** Begin Provided information **

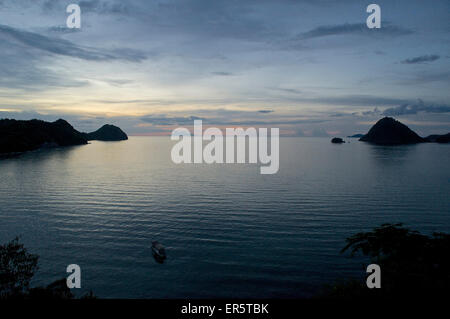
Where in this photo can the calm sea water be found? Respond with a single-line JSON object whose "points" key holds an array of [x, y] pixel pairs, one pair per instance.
{"points": [[229, 231]]}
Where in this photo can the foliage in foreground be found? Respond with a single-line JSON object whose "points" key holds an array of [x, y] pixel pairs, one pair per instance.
{"points": [[412, 264], [17, 267]]}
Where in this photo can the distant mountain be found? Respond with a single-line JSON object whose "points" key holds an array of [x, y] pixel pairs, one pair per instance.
{"points": [[20, 136], [107, 133], [389, 131], [356, 136], [445, 138]]}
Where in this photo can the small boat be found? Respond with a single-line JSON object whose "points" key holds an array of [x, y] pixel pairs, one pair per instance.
{"points": [[158, 250]]}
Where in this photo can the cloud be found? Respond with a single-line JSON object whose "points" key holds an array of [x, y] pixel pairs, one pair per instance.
{"points": [[265, 111], [66, 48], [222, 73], [353, 28], [420, 106], [421, 59]]}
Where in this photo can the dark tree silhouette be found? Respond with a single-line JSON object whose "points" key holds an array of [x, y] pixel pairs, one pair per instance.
{"points": [[17, 267], [412, 264]]}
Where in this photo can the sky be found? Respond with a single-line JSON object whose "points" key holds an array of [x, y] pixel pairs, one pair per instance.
{"points": [[308, 67]]}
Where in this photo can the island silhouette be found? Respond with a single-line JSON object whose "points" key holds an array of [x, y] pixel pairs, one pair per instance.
{"points": [[389, 131], [20, 136]]}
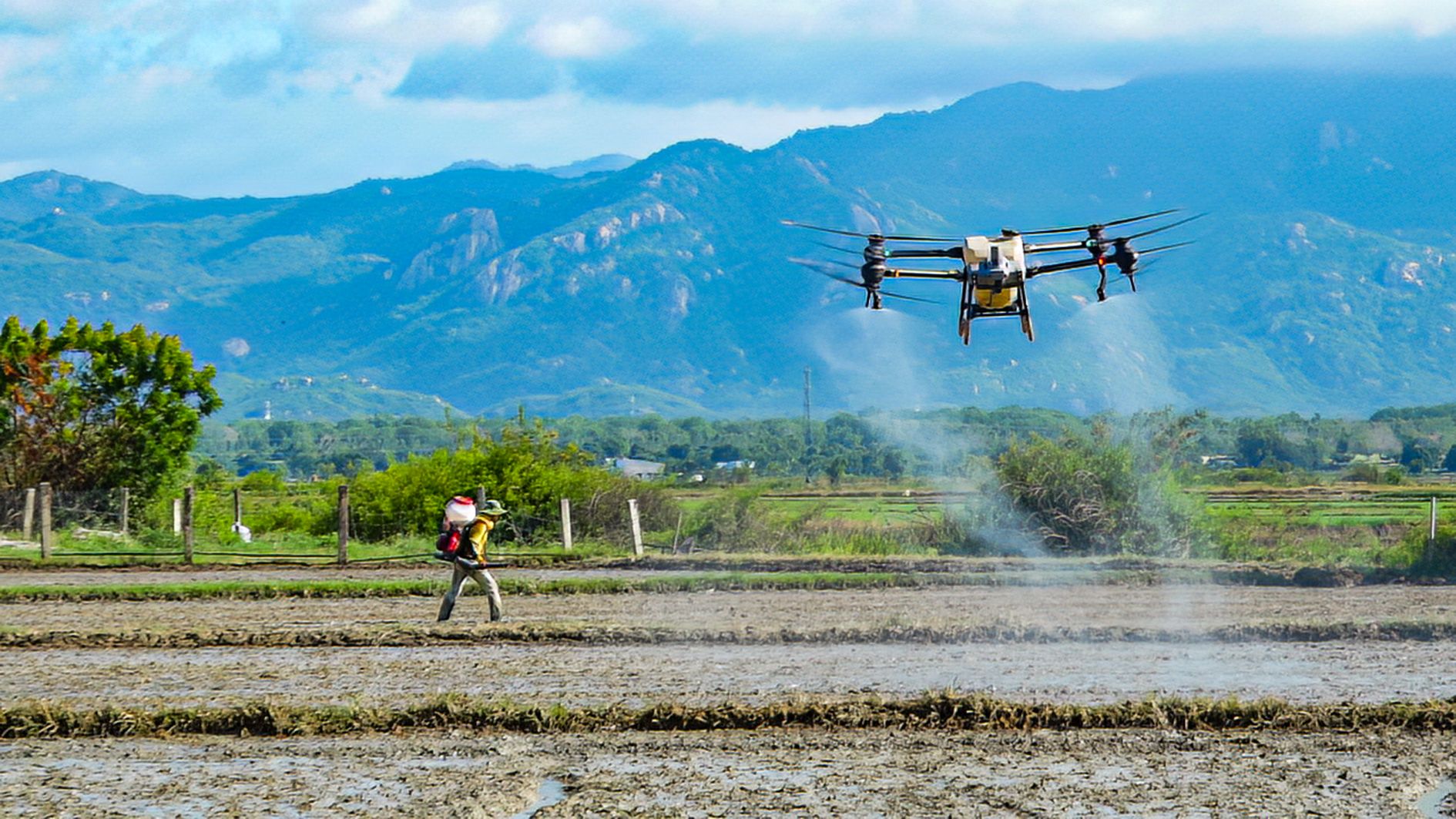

** End Provided information **

*Task*
Pull out every line of the entries above that contains the word "silhouette", and copy each one in full.

*Exercise output*
Where in this photo can the dark tree silhouette be found? Respond with a single-line JSON object whose "points" key holds an array of [x, y] pixel pairs, one pair per instance.
Where in this photo can the island silhouette be found? Respond with a single-line JSON object whose "points" key holds an array of [x, y] pixel pairs, one pair per instance.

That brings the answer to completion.